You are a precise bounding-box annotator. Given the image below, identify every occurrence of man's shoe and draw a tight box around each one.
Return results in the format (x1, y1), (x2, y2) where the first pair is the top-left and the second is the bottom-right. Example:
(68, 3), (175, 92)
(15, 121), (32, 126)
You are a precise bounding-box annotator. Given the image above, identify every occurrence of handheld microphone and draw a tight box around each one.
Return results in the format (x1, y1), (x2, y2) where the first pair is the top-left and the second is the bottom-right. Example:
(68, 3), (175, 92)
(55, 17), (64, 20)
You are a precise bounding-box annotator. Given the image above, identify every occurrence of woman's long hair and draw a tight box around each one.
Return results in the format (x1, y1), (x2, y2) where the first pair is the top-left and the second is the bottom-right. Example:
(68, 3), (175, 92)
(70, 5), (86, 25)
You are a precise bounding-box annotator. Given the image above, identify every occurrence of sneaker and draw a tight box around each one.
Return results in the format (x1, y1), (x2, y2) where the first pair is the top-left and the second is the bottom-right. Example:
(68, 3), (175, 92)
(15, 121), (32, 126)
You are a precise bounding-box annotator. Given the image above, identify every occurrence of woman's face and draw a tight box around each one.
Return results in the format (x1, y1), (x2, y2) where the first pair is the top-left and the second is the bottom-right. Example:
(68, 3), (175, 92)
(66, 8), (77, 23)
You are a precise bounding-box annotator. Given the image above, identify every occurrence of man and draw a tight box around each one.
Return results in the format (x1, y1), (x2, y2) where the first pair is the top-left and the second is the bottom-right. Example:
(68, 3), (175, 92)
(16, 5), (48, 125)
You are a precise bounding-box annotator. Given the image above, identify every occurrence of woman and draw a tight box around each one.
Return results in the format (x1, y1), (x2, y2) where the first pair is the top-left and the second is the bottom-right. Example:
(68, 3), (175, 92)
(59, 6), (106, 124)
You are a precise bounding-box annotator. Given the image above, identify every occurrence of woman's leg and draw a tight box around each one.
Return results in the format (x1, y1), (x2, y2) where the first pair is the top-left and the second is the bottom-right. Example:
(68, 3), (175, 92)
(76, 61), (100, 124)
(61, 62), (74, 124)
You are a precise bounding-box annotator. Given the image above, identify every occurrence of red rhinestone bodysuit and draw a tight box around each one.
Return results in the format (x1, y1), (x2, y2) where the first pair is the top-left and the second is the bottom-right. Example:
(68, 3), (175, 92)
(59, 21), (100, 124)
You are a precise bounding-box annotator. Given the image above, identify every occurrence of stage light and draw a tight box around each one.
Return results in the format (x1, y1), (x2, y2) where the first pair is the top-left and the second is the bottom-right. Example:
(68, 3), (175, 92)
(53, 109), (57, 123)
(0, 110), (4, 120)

_____

Challenge: Turn all the data above into a JSON array of strings, one string per line, with any blank lines left out.

Full response:
[
  "You are a precise bounding-box annotator. Given the image below, identify every occurrence of man's shoe and draw a tight box around each one.",
  "Return results in the format (x1, y1), (x2, y2) where the first pair is the top-left and the second is the bottom-right. Example:",
  "(68, 3), (175, 92)",
  "(15, 121), (32, 126)",
  "You are a precise bounding-box annotator. Given the image above, identify every occurrence of handheld microphone and draw a tight box around each one.",
  "Return results in the format (x1, y1), (x2, y2) where the first pair is the top-left and the second is the bottom-right. Example:",
  "(68, 3), (175, 92)",
  "(55, 17), (64, 20)",
  "You are a precise bounding-box annotator. Given the image above, identify every occurrence of woman's long hair and draw a tight box around each one.",
  "Return results in the format (x1, y1), (x2, y2) where the first pair is the top-left and the second is the bottom-right. Example:",
  "(68, 3), (175, 92)",
  "(70, 5), (86, 25)",
  "You are a precise bounding-box annotator. Given the image above, identify every occurrence of sneaker and draw a tight box around each one.",
  "Return results in the format (x1, y1), (x2, y2) where the first pair is the top-left and the second is the bottom-right. Example:",
  "(68, 3), (175, 92)",
  "(15, 121), (32, 126)",
  "You are a precise bounding-box annotator. Given the image above, identify every occurrence of woman's face and draw a tight box around each one.",
  "Return results in the format (x1, y1), (x2, y2) where the first pair is the top-left and the second is the bottom-right. Example:",
  "(68, 3), (175, 92)",
  "(66, 8), (77, 23)",
  "You are a precise bounding-box annotator. Given the image above, identify every occurrence of man and draw a tight box around each one.",
  "Return results in the format (x1, y1), (x2, y2) where the first pair is the top-left and the second is the bottom-right. Example:",
  "(68, 3), (175, 92)",
  "(16, 5), (48, 125)",
  "You are a precise bounding-box annotator. Given the image above, identify every occurrence of woman and draw a tight box around each one.",
  "Return results in the format (x1, y1), (x2, y2) where the first pair is the top-left and the second is the bottom-right. Example:",
  "(68, 3), (175, 92)",
  "(59, 6), (106, 124)",
  "You are a precise bounding-box annotator. Given the image above, identify every occurrence of woman's leg and draw a tight box around each one.",
  "Return results in the format (x1, y1), (x2, y2) where the first pair is the top-left and the second is the bottom-right. Example:",
  "(68, 3), (175, 92)",
  "(76, 61), (100, 124)",
  "(61, 62), (74, 124)",
  "You are a precise bounding-box annotator. Given the image above, identify every occurrence of red rhinestone bodysuit and draw a tight box around each one.",
  "Return results in the format (x1, y1), (x2, y2) where the first pair is the top-left and the second is the bottom-right. Example:",
  "(68, 3), (175, 92)",
  "(59, 21), (100, 124)",
  "You are a precise bounding-box annotator. Given the image above, identify every occurrence of stage light and draw a tight box around each one.",
  "Return results in the format (x1, y1), (x2, y2) where the first pair is the top-left and the second is the bottom-right. Example:",
  "(68, 3), (175, 92)",
  "(53, 109), (57, 123)",
  "(0, 110), (4, 120)"
]